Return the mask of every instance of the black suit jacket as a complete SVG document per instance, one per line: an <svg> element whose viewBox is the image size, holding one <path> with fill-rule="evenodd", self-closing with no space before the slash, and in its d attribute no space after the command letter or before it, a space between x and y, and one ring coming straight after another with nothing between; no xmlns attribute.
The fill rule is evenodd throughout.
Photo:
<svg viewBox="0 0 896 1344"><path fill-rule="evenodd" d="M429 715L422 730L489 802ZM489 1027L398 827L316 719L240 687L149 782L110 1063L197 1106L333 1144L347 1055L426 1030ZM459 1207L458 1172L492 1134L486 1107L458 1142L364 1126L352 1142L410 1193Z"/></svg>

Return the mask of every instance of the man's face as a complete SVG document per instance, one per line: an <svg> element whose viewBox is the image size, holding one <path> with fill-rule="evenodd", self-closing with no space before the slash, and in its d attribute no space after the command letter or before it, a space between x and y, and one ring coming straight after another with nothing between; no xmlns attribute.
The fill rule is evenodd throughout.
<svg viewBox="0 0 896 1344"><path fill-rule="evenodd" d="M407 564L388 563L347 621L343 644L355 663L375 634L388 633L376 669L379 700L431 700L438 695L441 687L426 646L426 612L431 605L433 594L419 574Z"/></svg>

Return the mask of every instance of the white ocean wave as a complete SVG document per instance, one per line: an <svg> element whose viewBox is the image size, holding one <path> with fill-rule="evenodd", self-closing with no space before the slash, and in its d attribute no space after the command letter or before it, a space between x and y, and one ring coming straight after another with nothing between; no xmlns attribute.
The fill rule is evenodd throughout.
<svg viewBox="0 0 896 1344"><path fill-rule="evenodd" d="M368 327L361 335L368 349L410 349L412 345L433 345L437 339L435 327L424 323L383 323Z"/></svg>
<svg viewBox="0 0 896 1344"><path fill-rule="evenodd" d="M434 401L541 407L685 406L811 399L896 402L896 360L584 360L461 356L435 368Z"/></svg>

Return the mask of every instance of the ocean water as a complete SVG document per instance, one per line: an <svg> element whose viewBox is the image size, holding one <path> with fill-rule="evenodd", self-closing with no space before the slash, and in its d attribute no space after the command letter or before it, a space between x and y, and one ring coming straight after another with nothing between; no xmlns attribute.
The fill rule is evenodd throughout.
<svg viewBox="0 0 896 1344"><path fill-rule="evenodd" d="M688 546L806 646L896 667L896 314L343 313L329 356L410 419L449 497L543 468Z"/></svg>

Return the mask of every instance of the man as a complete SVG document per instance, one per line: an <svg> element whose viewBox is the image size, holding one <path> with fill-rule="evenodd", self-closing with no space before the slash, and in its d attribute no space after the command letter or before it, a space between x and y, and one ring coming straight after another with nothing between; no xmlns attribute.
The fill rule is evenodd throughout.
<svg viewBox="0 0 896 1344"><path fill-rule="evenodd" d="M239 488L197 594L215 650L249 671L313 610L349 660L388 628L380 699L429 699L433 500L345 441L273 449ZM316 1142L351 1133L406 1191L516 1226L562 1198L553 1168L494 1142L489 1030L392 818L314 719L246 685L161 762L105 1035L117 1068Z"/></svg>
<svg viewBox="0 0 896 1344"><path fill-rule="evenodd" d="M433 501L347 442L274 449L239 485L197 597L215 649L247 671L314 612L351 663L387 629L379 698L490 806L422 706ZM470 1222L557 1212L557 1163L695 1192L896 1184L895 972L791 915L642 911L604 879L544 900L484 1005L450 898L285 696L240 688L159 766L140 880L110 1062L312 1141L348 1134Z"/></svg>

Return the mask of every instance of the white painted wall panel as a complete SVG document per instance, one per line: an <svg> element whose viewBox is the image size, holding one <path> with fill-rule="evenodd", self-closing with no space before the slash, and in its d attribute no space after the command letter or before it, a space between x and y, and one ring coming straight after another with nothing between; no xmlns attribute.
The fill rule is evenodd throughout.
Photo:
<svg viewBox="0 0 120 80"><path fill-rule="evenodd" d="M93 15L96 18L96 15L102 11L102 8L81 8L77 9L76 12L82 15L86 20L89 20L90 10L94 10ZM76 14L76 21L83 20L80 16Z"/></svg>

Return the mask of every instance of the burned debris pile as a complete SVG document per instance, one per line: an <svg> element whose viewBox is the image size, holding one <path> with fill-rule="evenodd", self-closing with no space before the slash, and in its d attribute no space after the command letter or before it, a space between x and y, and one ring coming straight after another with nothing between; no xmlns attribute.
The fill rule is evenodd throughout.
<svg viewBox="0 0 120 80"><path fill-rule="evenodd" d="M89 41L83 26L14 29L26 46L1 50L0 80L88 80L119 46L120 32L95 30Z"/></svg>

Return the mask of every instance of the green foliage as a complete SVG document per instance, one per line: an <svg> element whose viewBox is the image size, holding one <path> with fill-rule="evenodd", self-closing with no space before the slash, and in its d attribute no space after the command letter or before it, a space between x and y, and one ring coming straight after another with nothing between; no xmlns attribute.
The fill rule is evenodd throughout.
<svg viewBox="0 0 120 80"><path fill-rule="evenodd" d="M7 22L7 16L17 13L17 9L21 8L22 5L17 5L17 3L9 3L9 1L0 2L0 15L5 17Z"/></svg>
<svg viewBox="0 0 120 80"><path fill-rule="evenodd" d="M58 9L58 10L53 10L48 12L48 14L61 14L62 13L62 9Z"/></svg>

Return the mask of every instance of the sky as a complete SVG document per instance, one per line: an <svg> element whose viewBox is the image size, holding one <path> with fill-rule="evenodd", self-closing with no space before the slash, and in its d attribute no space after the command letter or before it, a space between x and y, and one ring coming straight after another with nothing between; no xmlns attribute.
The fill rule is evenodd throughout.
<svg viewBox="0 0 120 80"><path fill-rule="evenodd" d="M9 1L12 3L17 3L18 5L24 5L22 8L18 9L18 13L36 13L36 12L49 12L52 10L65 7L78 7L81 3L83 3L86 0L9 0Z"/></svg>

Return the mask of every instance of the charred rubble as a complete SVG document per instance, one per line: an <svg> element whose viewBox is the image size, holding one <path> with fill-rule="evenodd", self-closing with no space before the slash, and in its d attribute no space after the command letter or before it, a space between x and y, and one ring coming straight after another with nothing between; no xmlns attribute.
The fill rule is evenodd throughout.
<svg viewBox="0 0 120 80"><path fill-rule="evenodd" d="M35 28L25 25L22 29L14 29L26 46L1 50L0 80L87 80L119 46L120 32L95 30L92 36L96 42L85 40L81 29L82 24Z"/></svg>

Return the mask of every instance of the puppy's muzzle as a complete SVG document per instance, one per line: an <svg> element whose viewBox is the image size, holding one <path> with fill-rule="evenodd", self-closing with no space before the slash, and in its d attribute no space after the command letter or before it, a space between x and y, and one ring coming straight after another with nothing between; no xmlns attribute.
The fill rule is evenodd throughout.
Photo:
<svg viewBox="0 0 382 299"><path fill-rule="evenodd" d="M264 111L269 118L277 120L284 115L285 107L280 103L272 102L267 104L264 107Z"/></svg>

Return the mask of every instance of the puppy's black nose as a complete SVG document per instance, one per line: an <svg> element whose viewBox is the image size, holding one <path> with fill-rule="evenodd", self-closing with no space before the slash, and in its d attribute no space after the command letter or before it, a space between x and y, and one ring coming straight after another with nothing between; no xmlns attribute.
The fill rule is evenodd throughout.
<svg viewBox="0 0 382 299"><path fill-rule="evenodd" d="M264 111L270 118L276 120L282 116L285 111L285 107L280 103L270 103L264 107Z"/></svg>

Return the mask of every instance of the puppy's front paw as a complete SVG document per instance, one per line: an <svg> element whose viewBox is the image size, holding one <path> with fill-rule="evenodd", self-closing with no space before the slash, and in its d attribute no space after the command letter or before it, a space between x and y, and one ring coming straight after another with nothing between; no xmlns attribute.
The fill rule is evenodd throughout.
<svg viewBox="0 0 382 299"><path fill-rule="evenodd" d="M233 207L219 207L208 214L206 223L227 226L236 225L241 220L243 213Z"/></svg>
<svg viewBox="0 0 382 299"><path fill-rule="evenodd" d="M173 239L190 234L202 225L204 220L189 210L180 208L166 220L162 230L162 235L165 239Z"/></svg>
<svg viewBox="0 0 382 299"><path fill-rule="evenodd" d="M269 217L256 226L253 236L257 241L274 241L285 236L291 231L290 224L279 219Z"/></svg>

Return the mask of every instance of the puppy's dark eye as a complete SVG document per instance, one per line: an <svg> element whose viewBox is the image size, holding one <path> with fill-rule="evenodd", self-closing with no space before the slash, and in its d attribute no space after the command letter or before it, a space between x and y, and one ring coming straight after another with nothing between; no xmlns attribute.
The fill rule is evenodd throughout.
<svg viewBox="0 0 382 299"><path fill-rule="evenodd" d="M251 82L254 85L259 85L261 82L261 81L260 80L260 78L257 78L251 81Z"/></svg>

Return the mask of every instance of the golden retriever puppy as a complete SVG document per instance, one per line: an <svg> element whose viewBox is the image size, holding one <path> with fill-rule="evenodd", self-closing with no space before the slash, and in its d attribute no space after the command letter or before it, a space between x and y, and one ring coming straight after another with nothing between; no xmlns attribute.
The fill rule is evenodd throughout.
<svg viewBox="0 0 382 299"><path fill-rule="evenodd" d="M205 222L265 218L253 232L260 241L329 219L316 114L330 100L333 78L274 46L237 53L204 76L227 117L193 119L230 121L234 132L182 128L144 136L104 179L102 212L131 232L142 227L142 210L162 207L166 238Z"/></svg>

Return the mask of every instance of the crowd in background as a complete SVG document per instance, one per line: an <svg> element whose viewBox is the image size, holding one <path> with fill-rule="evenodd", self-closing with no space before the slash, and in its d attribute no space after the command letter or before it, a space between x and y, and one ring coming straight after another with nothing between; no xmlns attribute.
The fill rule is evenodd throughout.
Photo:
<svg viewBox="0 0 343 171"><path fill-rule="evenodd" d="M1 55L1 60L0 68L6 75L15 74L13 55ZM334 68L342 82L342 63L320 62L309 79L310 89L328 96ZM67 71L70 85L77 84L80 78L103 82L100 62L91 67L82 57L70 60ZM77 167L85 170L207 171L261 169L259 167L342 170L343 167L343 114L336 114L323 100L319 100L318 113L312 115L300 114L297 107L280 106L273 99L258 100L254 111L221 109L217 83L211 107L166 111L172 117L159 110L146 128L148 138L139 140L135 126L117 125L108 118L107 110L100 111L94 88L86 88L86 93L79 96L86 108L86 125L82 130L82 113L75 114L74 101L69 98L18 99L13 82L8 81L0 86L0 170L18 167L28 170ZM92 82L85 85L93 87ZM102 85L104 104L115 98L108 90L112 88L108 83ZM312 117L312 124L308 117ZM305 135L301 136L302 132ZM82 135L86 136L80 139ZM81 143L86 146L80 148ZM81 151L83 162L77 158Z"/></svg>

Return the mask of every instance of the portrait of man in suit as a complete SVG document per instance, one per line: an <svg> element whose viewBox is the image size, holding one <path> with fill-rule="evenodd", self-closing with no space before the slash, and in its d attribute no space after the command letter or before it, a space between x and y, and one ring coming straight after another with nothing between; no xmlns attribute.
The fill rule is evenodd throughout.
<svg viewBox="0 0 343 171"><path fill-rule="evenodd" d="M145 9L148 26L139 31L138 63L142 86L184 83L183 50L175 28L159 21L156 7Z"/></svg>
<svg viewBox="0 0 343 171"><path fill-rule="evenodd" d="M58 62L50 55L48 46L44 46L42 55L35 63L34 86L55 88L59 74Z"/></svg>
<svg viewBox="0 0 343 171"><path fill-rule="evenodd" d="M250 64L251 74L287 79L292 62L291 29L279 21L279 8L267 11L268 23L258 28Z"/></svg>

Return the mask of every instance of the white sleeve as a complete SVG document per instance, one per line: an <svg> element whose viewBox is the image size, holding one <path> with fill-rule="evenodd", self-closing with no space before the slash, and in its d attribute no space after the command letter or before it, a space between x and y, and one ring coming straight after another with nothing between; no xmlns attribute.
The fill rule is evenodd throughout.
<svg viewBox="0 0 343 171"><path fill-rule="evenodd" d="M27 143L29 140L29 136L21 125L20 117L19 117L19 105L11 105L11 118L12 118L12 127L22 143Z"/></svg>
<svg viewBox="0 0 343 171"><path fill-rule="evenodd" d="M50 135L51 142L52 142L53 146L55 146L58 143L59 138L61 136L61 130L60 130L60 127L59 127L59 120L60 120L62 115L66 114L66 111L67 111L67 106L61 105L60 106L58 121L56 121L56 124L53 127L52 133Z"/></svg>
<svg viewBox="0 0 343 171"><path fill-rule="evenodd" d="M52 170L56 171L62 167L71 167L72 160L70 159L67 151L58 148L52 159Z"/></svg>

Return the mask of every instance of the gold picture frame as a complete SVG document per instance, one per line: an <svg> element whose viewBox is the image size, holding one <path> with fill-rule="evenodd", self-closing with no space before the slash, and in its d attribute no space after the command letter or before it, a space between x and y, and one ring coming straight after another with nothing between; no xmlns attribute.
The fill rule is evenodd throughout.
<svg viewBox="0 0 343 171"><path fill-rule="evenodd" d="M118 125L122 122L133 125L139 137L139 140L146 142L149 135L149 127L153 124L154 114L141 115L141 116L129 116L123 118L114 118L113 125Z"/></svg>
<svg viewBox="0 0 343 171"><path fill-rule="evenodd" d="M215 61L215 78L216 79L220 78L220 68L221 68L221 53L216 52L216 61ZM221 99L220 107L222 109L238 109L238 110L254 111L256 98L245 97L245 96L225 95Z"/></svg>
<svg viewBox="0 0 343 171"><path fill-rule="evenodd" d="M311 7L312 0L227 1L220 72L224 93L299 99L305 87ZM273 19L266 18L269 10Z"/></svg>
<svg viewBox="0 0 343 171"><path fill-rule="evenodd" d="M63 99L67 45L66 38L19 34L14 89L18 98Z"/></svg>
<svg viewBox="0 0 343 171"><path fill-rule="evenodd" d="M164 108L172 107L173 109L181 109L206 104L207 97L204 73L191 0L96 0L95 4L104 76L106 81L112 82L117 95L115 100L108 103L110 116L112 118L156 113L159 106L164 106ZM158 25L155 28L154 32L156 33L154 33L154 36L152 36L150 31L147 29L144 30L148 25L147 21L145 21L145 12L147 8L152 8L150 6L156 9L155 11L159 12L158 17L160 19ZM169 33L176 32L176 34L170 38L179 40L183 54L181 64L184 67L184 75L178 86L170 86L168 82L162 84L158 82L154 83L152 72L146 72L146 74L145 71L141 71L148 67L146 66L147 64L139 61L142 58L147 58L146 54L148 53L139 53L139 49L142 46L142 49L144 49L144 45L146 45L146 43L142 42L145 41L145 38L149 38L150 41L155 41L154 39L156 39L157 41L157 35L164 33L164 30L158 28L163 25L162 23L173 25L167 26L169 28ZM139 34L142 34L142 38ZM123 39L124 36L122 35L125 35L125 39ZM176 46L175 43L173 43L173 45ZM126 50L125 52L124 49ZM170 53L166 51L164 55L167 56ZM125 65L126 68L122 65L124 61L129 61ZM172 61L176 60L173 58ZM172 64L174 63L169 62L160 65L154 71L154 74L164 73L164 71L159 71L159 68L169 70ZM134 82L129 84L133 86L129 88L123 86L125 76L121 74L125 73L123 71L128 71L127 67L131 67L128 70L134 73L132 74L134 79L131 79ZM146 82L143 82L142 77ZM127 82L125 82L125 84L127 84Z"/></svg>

▬▬▬▬▬▬

Could you change "puppy's" to "dog's" in everything from the line containing "Return the mask of every instance of the charred" down to the line containing "111L270 118L276 120L282", leaving all else in those lines as it is?

**EXERCISE RESPONSE:**
Return the mask of every instance of the charred rubble as a complete SVG document per instance, one per line: an <svg> element whose viewBox is the image size, holding one <path> with fill-rule="evenodd", self-closing with no space before the slash, and in its d attribute no space after the command letter or before it, a space between x and y, and one ring coming straight after another with nothing between; no xmlns attribute.
The fill rule is evenodd throughout.
<svg viewBox="0 0 120 80"><path fill-rule="evenodd" d="M35 28L25 25L22 29L14 29L26 46L1 50L0 80L87 80L119 46L120 32L95 30L92 36L96 42L85 40L81 29L82 24Z"/></svg>

Return the mask of every instance of the dog's muzzle as a complete SVG document per instance, one per line: an <svg> element whose viewBox is the image size, holding one <path> with fill-rule="evenodd", self-closing with no space before the slash, and in its d attribute no space after the command letter or before it, a space between x and y, and one ring coming straight after another with nothing between; no xmlns attribute.
The fill rule is evenodd throughout.
Photo:
<svg viewBox="0 0 382 299"><path fill-rule="evenodd" d="M264 111L269 118L277 120L284 115L285 107L280 103L272 102L267 104L264 107Z"/></svg>

Return the mask of every instance of the dog's black nose as a complete SVG document per instance, one per line: an <svg> element whose viewBox is the image size, holding one <path> with fill-rule="evenodd", self-closing with no space before the slash, and in its d attribute no space after the command letter or before it, a space between x and y, and one ring coming straight after another with nothing between; no xmlns attribute.
The fill rule is evenodd throughout.
<svg viewBox="0 0 382 299"><path fill-rule="evenodd" d="M264 111L270 118L276 120L282 116L285 111L285 107L280 103L270 103L264 107Z"/></svg>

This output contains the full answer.